Excerpt to read:
● ● ● ● ●

Good quasi-randomness is hard to find

What now seems like ages ago (but was only in early April), Joe Doyle and colleagues published an NBER paper finding, in their words, that “higher-cost hospitals have significantly lower one-year mortality rates compared to lower-cost hospitals.” The paper has already been discussed in the blogosphere. See Sarah Kliff’s first and second postsThom Walsh, and David Dranove, for example.

Given all that commentary, which you are perfectly capable of reading along with the abstract, there’s little point in me describing or critiquing the results. Instead I’ll focus on some aspects of the methods.

With acknowledgement of their imperfections, randomized trials are considered the gold standard for causal inference. One of the fundamental problems with studying the spending-outcomes relationship, however, is that we can’t randomize individuals to spending levels or even to hospitals. Instead, we must rely on the data we observe. If we’re clever, we can find something that is almost like randomizing patients to hospitals (or EDs), though. In this regard, Doyle and colleagues were extremely clever.

We consider two complementary identifcation strategies to exploit variation in ambulance transports. The first uses the fact that in areas served by multiple ambulance companies, the company dispatched to the patient is effectively random due to rotational assignment or even direct competition between simultaneously dispatched competitors. Moreover, we demonstrate that ambulance companies serving the same small geographic area have preferences in the hospital to which they take patients. These facts suggest that the ambulance company dispatched to emergency patients may serve as a random assignment mechanism across local hospitals.

Our second strategy localizes the “natural randomization” approach adopted by the Dartmouth researchers by exploiting contiguous areas on opposite sides of ambulance service area boundaries in the state of New York. In New York, each state-certified Emergency Medical Service (EMS) provider is assigned to a territory via a certificate of need process where they are allowed to be “first due” for response. Other areas may be entered when that area’s local provider is busy. We obtained the territories for each EMS provider from the New York State Department of Emergency Medical Services, and we couple these data with unique hospital discharge data that identifies each patient’s exact residential address. This combination allows us to compare those living on either side of an ambulance service area boundary. To the extent that these neighbors are similar to one another, the boundary can generate exogenous variation in the hospitals to which these patients are transported.

If this doesn’t fill you with admiration you’re probably not an economist. In that case, trust me, they have found an exceptionally good source of quasi-randomness in patient assignment.

Not long after I read this, I noticed this bit in a post by Jordan Rao about a recent paper by Emily Carrier, Marisa Dowling, and Robert Berenson:

The paper, published in Health Affairs, found hospitals “wooing” EMS workers that service well-off neighborhoods, even sprucing up the rooms where the workers rest and fill out paperwork.

● ● ● ● ●

Provided material:

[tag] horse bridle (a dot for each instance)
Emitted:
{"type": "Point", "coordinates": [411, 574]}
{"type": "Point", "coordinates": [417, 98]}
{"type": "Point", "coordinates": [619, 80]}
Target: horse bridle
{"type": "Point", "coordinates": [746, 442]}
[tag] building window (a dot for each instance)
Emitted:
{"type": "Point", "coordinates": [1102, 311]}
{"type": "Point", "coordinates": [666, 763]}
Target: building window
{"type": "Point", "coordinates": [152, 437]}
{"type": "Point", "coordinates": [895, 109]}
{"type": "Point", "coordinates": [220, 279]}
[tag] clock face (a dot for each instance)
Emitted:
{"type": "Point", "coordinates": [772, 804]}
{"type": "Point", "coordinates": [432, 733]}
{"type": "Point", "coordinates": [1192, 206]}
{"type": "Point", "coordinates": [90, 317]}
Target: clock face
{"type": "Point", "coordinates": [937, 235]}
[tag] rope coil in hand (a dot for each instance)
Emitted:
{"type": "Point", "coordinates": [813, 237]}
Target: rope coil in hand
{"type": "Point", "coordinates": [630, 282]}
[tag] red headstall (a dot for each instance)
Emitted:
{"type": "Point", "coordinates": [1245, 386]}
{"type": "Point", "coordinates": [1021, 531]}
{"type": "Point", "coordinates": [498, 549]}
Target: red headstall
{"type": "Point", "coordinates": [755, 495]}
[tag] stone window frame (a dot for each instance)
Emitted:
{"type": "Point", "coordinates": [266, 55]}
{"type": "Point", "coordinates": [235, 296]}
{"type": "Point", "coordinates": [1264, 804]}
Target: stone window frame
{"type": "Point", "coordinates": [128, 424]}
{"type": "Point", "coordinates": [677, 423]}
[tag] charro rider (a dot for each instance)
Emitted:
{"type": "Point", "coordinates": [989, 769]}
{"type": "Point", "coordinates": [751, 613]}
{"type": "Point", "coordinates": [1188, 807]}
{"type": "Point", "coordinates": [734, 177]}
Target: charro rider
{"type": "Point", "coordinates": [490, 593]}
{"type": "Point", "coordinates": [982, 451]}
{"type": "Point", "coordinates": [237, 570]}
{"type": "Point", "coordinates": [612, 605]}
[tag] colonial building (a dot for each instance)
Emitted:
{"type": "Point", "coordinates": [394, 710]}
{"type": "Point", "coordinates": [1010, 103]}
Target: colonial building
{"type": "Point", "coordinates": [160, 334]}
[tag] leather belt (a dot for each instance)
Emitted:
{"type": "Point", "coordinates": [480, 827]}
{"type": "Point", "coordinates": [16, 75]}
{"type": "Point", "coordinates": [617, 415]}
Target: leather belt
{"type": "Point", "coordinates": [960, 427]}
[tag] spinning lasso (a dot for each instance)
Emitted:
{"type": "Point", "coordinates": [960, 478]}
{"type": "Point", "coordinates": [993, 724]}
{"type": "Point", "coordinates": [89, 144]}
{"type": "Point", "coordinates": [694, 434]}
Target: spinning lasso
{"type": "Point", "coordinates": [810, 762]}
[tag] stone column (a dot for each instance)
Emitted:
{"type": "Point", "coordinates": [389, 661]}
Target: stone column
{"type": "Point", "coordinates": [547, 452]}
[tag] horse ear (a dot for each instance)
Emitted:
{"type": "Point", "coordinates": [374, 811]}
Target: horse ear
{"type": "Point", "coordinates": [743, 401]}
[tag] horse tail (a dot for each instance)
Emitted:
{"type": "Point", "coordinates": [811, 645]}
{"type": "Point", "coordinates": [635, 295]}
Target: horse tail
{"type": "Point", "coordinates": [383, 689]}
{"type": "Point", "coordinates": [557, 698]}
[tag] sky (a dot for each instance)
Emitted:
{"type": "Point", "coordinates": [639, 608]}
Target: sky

● ● ● ● ●

Questions:
[A] List every person named in the piece on quasi-randomness.
[B] In the piece on quasi-randomness, repeat the part that opens with the words containing "We consider two" and closes with "across local hospitals.".

Your responses:
[A] Joe Doyle, Sarah Kliff, Thom Walsh, David Dranove, Jordan Rao, Emily Carrier, Marisa Dowling, Robert Berenson

[B]
We consider two complementary identifcation strategies to exploit variation in ambulance transports. The first uses the fact that in areas served by multiple ambulance companies, the company dispatched to the patient is effectively random due to rotational assignment or even direct competition between simultaneously dispatched competitors. Moreover, we demonstrate that ambulance companies serving the same small geographic area have preferences in the hospital to which they take patients. These facts suggest that the ambulance company dispatched to emergency patients may serve as a random assignment mechanism across local hospitals.